◆ EXTRACTED RECORDS
• • • • •

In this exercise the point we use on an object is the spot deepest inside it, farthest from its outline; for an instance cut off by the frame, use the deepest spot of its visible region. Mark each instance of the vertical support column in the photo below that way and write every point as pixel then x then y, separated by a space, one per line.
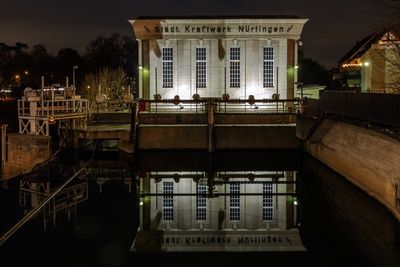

• • • • •

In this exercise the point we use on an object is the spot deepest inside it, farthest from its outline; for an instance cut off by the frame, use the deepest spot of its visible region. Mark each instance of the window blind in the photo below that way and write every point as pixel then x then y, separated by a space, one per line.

• • • • •

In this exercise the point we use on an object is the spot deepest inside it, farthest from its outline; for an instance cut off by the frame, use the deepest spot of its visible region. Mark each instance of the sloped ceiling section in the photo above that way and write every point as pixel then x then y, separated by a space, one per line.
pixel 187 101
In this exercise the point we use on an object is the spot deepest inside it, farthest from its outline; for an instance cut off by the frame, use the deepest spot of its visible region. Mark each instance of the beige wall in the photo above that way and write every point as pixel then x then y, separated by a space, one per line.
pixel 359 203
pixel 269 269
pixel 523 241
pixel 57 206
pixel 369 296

• • • • •

◆ WRITTEN TASK
Can you give back the stretch of entries from the line containing "of the sloped" through the line containing "pixel 369 296", with "outline" swapped for "boundary" and everything else left unchanged?

◆ EXPECTED OUTPUT
In this exercise the point we use on an object is the spot deepest inside it, farthest from its boundary; for an instance cut off by the frame, use the deepest spot of its visible region. Mark each instance of the sloped ceiling section in the photo above that way and write every point as pixel then x then y, separated by a space, one per line.
pixel 187 101
In this exercise the point we use on an object is the spot deepest inside it, farthest from its boundary; for an instance cut off by the frame, use the deepest spot of its visible region. Mark each instance of the beige wall in the photo above that way and write every point as pixel then x then y, separated by a space, one per line.
pixel 359 203
pixel 269 269
pixel 523 241
pixel 57 206
pixel 369 296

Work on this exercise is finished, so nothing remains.